◆ **Goal**
Please copy the rows exactly, from the line containing "[mark] smiling woman" through the end of the rows, including both ends.

BEGIN The data

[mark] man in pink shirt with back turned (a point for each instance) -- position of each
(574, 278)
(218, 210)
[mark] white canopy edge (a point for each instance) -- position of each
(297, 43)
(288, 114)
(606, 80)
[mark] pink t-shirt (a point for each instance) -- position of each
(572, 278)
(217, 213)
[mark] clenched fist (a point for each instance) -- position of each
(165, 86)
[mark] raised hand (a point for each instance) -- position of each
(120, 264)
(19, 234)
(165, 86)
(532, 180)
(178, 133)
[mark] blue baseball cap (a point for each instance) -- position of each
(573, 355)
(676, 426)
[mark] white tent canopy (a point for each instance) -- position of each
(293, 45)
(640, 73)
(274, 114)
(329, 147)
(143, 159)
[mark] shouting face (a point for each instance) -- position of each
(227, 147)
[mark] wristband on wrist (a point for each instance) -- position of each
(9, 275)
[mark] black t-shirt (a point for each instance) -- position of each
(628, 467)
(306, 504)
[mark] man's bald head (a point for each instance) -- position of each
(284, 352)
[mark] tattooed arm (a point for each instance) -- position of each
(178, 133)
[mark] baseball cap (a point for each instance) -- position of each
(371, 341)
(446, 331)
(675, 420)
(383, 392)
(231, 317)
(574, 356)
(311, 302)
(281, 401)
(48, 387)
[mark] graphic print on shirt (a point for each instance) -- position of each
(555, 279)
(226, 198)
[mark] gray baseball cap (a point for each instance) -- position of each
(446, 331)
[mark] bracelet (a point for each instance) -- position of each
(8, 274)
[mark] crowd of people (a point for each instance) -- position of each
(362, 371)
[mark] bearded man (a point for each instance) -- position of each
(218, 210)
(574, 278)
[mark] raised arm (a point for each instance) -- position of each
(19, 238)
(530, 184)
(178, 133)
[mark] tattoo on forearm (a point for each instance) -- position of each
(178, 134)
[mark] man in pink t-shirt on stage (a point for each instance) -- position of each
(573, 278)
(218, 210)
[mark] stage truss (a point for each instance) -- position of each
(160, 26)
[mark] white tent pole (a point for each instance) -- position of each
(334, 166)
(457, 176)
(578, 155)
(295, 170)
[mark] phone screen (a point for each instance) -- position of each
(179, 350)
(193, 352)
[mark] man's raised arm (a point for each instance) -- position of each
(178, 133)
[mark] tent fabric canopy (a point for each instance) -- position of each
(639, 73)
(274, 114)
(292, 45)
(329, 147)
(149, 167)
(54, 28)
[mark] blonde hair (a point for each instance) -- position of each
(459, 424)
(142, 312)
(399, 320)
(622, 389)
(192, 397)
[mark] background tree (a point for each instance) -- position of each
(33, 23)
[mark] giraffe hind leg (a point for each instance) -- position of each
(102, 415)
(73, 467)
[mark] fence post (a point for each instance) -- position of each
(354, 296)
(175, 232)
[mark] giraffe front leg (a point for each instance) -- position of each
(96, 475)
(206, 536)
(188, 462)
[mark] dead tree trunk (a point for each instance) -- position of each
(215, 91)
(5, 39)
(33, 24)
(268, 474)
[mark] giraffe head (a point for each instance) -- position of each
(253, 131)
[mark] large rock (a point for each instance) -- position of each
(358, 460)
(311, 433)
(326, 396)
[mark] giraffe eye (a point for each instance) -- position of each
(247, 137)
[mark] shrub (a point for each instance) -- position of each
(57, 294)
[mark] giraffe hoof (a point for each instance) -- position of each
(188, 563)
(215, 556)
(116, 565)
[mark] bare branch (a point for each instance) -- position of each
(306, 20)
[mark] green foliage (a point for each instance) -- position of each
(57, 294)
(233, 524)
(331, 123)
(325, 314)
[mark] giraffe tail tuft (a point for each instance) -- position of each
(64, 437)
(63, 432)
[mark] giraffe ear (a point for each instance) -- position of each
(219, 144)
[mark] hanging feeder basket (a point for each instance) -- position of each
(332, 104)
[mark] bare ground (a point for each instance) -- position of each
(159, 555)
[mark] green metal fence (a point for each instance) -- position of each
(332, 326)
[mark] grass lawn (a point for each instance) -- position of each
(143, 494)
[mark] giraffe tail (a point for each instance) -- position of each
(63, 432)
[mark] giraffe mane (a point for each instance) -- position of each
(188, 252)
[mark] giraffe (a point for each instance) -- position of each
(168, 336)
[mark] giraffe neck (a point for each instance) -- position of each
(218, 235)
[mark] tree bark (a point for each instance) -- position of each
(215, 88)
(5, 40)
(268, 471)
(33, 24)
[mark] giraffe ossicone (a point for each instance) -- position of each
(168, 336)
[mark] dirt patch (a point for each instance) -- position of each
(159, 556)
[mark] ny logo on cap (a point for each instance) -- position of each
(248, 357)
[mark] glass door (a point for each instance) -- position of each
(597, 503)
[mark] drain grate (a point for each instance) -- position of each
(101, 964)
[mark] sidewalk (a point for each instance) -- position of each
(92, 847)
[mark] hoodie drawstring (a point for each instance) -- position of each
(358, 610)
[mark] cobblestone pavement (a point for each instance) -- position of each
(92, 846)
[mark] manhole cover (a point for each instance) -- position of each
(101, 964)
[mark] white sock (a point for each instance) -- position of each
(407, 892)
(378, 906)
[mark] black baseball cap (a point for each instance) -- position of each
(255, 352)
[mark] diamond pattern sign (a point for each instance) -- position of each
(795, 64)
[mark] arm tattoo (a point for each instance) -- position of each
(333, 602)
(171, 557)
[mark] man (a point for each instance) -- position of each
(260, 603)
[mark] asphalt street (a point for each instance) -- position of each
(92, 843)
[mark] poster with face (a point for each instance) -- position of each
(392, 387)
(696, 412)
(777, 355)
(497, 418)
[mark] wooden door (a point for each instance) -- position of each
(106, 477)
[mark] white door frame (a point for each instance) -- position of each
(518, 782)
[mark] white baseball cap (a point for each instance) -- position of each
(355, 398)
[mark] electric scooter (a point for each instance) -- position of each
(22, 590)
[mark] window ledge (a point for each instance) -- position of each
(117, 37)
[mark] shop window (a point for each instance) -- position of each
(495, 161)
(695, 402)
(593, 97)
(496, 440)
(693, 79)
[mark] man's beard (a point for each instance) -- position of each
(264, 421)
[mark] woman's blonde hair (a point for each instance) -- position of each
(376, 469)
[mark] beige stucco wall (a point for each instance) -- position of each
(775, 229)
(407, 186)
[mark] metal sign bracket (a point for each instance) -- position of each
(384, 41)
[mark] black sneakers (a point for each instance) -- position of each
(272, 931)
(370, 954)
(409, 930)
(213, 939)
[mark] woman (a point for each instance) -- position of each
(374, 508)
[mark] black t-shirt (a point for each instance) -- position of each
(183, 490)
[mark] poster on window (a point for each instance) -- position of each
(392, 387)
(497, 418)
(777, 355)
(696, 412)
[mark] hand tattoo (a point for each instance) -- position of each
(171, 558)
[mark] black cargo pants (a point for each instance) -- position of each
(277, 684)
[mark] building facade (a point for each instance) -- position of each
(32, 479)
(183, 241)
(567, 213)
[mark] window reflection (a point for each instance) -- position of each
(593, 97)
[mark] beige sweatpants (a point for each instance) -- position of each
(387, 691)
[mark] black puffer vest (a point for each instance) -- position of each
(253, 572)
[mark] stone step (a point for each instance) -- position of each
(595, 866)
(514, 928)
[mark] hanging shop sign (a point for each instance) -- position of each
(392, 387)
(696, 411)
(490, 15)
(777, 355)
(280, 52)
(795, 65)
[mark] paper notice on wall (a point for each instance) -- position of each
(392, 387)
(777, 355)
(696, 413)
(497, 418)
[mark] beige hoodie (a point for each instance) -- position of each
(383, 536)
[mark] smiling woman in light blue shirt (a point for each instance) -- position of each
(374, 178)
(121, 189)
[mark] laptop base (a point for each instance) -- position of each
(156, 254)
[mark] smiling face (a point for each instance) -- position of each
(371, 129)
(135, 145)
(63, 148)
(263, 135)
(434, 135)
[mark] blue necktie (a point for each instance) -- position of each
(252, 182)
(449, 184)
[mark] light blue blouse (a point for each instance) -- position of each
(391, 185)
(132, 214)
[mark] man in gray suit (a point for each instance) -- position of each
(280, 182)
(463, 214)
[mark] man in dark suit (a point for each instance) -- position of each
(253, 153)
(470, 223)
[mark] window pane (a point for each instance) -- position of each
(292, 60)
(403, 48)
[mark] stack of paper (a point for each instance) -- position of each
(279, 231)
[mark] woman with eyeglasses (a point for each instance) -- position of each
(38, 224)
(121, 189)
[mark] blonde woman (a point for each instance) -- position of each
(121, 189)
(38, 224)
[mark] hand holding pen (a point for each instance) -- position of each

END The data

◆ **Task response**
[mark] smiling woman in light blue shirt (a point for each instance) -- position of each
(374, 178)
(121, 189)
[mark] laptop base (a point for each instance) -- position of each
(156, 254)
[mark] smiling face (a point for each instance) -- position of each
(371, 129)
(135, 145)
(63, 148)
(263, 135)
(434, 135)
[mark] blue necktie (a point for each instance) -- position of each
(252, 182)
(449, 184)
[mark] light blue blouse (a point for each instance) -- position of each
(391, 185)
(132, 214)
[mark] man in gray suit (a point for each instance) -- position of each
(280, 182)
(463, 214)
[mark] man in dark suit (a point for each instance) -- position of each
(253, 153)
(470, 223)
[mark] window pane (a point for each instance) -- position of each
(292, 60)
(403, 48)
[mark] stack of paper (a point for each instance) -- position of each
(279, 231)
[mark] woman with eyeglasses (a point for each instance) -- position of each
(38, 224)
(121, 189)
[mark] blonde woman (a point for each instance) -- position of each
(121, 189)
(38, 224)
[mark] hand holding pen (a point for each instance) -- position of each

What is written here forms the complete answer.